My Great Grandmother’s 100-Year-Old Cookbook Taught Me About Community
Recently I came across my great-grandmother’s handwritten cookbook.
It has been one of my prized possessions my entire life.
Many of the handwritten recipes are attributed to family members and friends. Her community.
It is a fun and unique look back at America at the turn of the century. Then I looked further into the box of papers and found something unusual. She mentioned Tollerton several times.
I didn’t get their connection until I dug a little deeper on Ancestry.com. And what I found out surprised me.
My great grandfather Almon Rose was a Justice of the Peace and lawyer. He had two daughters and a wife, Mehitabel that he doted on.
One day, he noticed his wife was not feeling well. TB was going around and she was prone to lung infections. Almon made sure his 32-year-old wife got to rest, even with two young children to take care of.
But as time went on, Mehitabel was not getting better. There were no vaccines at the time, to prevent TB. She passed away, leaving five-year-old Ethel and four-year-old Edna.

Records from a data collection:
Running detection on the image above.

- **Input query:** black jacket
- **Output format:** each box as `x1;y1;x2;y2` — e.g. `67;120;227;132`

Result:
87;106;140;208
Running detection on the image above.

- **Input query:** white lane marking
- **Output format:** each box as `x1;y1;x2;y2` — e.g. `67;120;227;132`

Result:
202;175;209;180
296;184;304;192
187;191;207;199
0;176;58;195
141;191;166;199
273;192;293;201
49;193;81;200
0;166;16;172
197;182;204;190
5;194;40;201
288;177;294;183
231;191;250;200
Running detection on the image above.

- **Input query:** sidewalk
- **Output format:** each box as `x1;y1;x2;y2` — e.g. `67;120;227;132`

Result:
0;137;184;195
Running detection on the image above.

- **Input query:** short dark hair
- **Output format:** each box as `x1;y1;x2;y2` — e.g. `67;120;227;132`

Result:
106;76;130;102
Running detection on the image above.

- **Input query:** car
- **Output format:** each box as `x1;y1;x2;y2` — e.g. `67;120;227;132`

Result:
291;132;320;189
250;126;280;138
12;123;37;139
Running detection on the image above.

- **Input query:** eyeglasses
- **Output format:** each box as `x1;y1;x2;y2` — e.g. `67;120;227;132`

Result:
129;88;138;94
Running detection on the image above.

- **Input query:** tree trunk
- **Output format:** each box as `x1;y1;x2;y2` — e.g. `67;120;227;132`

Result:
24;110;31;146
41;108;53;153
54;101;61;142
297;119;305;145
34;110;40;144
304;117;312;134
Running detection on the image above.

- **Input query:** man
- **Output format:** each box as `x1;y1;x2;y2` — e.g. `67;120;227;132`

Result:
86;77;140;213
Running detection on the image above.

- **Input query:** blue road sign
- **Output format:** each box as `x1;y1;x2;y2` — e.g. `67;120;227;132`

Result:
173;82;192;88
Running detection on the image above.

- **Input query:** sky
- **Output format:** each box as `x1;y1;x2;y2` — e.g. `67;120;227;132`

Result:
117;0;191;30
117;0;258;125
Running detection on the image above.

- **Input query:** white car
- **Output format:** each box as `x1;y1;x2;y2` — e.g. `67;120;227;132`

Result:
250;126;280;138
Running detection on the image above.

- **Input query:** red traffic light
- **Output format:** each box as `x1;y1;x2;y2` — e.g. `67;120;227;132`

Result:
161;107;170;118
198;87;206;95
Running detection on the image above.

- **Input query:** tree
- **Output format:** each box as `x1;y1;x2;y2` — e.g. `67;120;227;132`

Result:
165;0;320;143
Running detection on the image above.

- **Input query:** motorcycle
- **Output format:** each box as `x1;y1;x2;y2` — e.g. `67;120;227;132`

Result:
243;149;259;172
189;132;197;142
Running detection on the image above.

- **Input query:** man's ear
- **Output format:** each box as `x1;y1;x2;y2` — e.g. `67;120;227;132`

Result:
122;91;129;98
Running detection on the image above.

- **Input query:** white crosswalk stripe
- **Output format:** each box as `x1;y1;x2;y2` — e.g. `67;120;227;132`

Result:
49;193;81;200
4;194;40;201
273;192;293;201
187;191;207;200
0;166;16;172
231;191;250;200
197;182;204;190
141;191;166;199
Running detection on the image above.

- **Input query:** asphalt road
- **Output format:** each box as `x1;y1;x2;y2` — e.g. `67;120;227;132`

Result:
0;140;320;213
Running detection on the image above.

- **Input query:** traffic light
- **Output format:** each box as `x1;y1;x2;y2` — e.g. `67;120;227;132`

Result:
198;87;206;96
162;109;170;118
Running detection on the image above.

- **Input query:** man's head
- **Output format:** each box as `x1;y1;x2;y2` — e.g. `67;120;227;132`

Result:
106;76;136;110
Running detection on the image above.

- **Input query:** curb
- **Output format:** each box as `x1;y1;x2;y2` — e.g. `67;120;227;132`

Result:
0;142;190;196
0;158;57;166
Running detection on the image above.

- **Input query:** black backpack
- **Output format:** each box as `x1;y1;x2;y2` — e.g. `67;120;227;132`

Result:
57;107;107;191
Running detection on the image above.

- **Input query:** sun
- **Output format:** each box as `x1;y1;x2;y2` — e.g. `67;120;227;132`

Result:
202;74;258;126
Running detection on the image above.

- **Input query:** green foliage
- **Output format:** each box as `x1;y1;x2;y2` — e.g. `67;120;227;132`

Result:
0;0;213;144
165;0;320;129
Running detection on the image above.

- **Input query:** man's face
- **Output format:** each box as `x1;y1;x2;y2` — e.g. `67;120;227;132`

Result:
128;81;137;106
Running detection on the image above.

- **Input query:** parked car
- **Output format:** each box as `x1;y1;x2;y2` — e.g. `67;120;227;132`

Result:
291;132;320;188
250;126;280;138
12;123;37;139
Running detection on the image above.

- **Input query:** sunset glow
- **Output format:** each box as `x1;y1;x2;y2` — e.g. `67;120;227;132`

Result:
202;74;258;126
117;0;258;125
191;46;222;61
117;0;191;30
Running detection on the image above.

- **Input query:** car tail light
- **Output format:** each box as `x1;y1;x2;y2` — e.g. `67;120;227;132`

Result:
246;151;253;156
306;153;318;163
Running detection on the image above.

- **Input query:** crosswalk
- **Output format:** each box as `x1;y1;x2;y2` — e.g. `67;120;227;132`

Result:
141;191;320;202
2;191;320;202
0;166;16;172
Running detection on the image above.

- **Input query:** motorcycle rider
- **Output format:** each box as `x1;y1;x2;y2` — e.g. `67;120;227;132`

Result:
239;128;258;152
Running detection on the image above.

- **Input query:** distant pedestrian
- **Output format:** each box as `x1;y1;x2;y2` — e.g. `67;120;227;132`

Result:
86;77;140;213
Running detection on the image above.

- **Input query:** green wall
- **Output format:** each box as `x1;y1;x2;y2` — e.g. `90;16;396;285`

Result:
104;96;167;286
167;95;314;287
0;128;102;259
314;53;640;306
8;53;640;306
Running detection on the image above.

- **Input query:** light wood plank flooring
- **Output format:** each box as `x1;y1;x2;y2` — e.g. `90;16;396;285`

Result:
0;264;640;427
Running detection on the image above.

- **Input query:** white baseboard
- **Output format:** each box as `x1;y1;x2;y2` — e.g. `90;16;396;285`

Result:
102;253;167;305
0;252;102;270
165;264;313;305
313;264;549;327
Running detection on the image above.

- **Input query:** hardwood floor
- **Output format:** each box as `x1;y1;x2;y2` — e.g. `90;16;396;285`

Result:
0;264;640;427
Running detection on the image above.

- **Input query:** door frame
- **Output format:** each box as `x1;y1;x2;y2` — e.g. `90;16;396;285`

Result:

▶ _WHAT TO DO_:
1 - Answer these questions about the cookbook essay:
(a) Which name did the great-grandmother mention several times?
(b) What two positions did Almon Rose hold?
(c) How old were Ethel and Edna when their mother died?
2 - Continue the essay about the great-grandmother's cookbook, picking up after its final sentence.

▶ _ANSWERS GIVEN_:
1 -
(a) Tollerton
(b) Justice of the Peace and lawyer
(c) Ethel was five and Edna was four.

2 -
Almon was not able to handle two young children by himself. His neighbors, the Tollertons next door were good family friends. They agreed to take in Edna, the younger daughter. Ethel stayed with her father Almon.
This is what the community did back then. My great aunt was not put in the foster care system. Annie, the daughter of the Tollertons, became like a big sister to Ethel.
The two families continued being friends and helping each other. Then in 1910, Almon was not feeling well. Maybe he had the flu or pneumonia but we’ll never know. Two weeks later after getting sick, he was dead at age 47.